> _Dataset entries_:
#####

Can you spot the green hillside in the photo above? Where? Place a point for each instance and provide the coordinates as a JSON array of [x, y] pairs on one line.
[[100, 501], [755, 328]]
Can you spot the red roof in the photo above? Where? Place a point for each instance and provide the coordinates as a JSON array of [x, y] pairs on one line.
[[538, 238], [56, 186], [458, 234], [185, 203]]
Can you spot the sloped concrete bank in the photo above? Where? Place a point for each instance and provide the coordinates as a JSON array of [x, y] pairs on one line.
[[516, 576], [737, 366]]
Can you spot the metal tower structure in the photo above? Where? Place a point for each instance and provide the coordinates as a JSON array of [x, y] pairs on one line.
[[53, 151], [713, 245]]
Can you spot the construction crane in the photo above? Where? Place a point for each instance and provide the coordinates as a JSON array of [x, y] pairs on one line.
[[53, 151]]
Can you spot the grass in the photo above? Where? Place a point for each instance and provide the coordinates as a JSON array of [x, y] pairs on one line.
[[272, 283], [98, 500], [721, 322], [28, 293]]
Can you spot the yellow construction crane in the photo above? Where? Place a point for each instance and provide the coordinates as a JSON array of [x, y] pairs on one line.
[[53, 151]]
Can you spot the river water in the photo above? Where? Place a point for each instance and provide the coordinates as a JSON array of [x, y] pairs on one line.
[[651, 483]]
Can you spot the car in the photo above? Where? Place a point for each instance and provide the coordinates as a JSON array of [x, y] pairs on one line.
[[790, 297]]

#####

> _TASK DETAILS_: Restate the records above in full, keeping each line exactly as it stands.

> _SOLUTION TO THIS TASK_:
Can you spot the green hillside in the photo above? Where? Place a point for each instance and provide the coordinates as a JSON array of [x, y] pairs on one line.
[[100, 501], [755, 328]]
Can you spot the red roof in the photo above? Where? Place a point for each instance and provide the coordinates as a JSON array of [x, y] pairs on one line.
[[538, 238], [56, 186], [458, 234], [185, 203]]
Can you spot the sloped concrete bank in the photo above? Where? Place a point for each instance and provide the coordinates as a JSON array of [x, y] pairs on one line.
[[516, 576], [737, 366]]
Can you spot the metal tower structure in the photo above? Where? Place a point for each instance and provide the coordinates as a JSON array of [x, y] pairs on one line.
[[53, 151], [713, 245]]
Can you spot the construction crane in the photo above? Where? Place a point for each instance and provide the coordinates as a JSON array of [x, y] pairs on one line.
[[53, 151]]
Can you spot the grass in the photo above? Where? Place a point for each instance and provide the coordinates as a JSON array of [x, y] pairs on one line.
[[272, 283], [98, 500], [721, 322], [28, 293]]
Can you spot the yellow construction crane in the photo above? Where? Place a point for each instance and provide the coordinates as a JSON array of [x, y] pairs on one line.
[[53, 151]]
Can you spot the river water in the photo above? Where? Place a point for each instance and provide the coordinates as a JSON array of [x, y] pairs on one line.
[[651, 483]]
Can you spot the car in the photo above? Where? Place a point for each instance and provide the coordinates as a JSON array of [x, y] pairs on one line.
[[790, 297]]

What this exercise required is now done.